(Rows from a dataset)

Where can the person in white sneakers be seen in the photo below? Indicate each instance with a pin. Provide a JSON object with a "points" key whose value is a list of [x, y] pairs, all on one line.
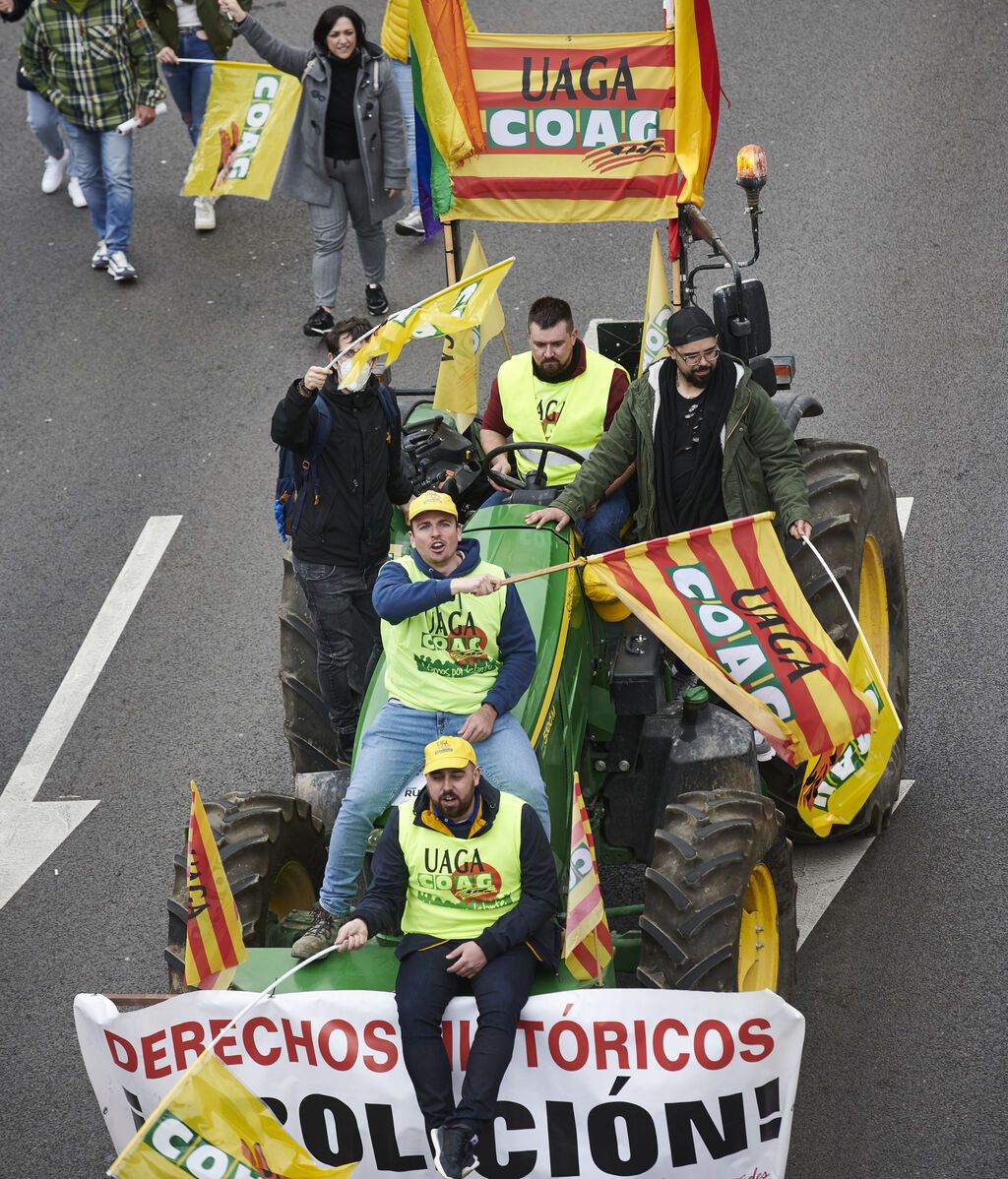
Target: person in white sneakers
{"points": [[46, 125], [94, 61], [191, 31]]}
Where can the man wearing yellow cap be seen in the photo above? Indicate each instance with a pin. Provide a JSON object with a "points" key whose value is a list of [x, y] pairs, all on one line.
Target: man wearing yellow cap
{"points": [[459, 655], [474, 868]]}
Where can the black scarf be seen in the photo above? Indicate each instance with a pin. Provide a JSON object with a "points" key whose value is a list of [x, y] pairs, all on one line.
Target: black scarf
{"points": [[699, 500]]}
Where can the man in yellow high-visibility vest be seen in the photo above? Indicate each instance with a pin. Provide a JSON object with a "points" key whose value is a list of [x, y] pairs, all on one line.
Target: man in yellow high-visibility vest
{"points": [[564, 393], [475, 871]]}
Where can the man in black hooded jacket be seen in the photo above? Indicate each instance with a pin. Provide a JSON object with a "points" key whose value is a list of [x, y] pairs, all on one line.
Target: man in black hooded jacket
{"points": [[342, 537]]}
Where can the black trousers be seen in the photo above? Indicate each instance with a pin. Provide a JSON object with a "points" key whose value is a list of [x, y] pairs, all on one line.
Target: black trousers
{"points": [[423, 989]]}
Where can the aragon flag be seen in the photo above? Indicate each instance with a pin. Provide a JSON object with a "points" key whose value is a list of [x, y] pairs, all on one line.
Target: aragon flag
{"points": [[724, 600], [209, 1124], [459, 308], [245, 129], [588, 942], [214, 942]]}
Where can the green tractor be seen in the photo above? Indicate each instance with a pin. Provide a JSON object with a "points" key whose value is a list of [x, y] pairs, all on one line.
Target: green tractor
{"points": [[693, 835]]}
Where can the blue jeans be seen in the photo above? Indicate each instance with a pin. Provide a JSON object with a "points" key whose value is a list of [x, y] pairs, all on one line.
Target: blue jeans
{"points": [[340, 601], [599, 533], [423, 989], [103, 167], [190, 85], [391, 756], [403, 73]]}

...

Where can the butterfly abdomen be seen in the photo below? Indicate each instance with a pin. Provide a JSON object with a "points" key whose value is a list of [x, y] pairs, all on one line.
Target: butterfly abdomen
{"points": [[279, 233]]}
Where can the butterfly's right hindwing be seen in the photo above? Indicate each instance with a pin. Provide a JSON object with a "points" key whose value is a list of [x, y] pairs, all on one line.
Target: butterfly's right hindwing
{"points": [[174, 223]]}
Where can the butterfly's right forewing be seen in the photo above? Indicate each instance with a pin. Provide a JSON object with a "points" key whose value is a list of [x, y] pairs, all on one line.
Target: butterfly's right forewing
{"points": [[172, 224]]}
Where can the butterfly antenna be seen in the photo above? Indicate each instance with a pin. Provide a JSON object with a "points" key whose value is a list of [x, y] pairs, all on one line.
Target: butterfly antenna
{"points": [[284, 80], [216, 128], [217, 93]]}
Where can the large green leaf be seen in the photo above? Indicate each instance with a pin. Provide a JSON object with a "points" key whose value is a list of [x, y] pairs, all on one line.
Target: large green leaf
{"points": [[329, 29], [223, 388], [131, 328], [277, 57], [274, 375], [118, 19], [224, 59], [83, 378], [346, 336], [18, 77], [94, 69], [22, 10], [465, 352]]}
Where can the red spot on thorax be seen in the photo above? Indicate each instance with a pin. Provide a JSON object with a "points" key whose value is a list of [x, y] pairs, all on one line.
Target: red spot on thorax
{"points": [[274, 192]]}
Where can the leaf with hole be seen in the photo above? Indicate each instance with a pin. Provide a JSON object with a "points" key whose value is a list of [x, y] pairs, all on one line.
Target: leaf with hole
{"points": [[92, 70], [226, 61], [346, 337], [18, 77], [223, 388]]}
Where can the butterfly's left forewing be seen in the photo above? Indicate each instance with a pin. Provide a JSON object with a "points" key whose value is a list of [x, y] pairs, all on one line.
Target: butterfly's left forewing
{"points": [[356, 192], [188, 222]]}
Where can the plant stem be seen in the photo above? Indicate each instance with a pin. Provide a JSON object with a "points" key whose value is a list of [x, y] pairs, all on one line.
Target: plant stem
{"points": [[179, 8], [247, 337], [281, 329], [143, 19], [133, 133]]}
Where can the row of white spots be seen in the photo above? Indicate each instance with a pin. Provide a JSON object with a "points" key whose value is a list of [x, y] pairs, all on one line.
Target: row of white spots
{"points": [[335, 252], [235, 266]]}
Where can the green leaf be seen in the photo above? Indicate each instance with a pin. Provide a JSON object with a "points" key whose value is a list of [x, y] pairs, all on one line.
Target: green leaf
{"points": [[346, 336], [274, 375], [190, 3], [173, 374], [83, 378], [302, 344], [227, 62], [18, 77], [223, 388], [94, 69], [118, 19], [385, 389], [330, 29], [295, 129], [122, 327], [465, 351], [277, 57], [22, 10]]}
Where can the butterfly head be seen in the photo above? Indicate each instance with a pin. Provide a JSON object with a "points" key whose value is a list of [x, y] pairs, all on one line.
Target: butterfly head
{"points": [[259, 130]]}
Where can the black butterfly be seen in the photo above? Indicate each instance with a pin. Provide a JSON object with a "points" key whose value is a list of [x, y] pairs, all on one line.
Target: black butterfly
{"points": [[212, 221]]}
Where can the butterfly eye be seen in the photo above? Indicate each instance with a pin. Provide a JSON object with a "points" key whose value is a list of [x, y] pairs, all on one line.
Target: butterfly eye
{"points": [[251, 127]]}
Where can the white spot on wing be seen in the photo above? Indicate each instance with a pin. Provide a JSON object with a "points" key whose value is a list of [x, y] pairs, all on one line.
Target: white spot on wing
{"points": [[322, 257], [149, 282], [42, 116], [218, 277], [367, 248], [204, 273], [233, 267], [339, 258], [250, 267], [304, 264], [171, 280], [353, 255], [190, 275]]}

# AIM OF THE TASK
Copy the material starting at the line that contains "Where can the plant" and ending after the line that contains "Target: plant stem", swapping "plant stem" for "flower stalk" and leaving everything else unchanged.

# FULL SOLUTION
Where can the flower stalk be seen in the photo above? Indicate each instance with a pin. Provide a JSON object with a "points" key whose value is a list of [x, y] pairs, all on one line.
Target: flower stalk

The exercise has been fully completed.